* SELECTED PASSAGE *
Achieving a Resilient Data Center

Former IBM exec Bob Angell shares his insights on improving data-center resiliency

I’ve witnessed the need for resilient data centers firsthand while working as a cross-platform systems-integration expert for the past 25 years, and have also seen its need in my personal life when a friend recently had his identity stolen. It’s taken him quite some time to bounce back from this horrible experience.


IBM understands the need for business resiliency and continues to innovate so customers can respond quickly to changing needs. IBM and the rest of the technology industry have been abuzz for the several years about cloud computing, software as a service, virtualization, green, resiliency and other data-center initiatives. Many of these developments are designed to provide high value to the enterprise data center.

Creating a resilient data center is one of the main and critical means of minimizing “Maalox moments,” the heartburn and headaches of a data-center outage. Due to the intertwined initiatives of today’s business environment, many people confuse resiliency with elasticity, virtualization and other efforts. As in my personal example, resiliency implies there’s some mechanism in place to help adjust to an adverse crisis, condition or environment. How do you, as an individual, best handle and bounce back from adversity? For many, the best answer is, “It depends.” Some people have nightmares; some develop insecurities that eventually subside with time and others remarkably just bounce back seemingly without much effort.

A resilient data center can be achieved without the loss of time, money or business when you better understand good data-center techniques, elasticity and virtualization—and how they fit together. When you employ these techniques in your data center, the question of resiliency can be answered without first experiencing a catastrophic failure.

* SUPPLIED MATERIAL *
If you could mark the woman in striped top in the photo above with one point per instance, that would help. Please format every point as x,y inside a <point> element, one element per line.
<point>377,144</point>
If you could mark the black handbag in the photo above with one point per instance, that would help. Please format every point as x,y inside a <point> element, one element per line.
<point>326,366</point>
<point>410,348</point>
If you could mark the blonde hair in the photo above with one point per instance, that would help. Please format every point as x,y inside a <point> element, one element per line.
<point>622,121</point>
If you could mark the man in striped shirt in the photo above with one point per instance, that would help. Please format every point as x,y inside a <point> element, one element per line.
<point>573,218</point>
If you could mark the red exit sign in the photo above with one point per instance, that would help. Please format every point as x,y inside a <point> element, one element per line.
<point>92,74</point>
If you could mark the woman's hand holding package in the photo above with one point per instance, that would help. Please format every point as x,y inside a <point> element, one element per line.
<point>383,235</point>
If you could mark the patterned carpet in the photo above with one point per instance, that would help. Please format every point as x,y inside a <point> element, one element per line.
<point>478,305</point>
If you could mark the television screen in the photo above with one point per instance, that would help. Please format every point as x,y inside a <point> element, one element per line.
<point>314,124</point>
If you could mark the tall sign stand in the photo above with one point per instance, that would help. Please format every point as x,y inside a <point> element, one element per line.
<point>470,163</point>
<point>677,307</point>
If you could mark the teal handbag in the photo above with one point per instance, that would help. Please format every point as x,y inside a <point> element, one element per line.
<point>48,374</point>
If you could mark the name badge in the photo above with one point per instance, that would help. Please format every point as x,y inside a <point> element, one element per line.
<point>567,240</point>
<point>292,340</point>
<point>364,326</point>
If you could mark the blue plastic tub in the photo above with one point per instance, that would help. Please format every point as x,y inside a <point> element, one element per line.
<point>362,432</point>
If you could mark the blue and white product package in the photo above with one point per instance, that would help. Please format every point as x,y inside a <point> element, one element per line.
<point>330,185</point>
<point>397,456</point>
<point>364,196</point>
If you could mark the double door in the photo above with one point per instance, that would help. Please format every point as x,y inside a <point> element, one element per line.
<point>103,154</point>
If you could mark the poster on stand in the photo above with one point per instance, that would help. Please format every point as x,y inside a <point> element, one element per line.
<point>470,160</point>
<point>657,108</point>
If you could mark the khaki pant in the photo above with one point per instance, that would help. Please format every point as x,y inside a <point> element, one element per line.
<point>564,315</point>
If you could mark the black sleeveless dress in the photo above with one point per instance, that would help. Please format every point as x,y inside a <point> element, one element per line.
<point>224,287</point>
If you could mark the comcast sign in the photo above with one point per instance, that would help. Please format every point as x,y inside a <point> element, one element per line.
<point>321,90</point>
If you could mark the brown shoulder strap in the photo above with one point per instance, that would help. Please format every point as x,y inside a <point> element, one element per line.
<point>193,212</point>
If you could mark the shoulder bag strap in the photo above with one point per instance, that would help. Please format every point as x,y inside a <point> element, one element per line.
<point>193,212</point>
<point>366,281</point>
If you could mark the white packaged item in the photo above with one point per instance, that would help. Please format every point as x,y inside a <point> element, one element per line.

* TASK INSTRUCTIONS *
After the listing, copy word for word the part of the data-center resiliency text from "Creating a resilient" to "without much effort.".

* ANSWER TO THE EXERCISE *
Creating a resilient data center is one of the main and critical means of minimizing “Maalox moments,” the heartburn and headaches of a data-center outage. Due to the intertwined initiatives of today’s business environment, many people confuse resiliency with elasticity, virtualization and other efforts. As in my personal example, resiliency implies there’s some mechanism in place to help adjust to an adverse crisis, condition or environment. How do you, as an individual, best handle and bounce back from adversity? For many, the best answer is, “It depends.” Some people have nightmares; some develop insecurities that eventually subside with time and others remarkably just bounce back seemingly without much effort.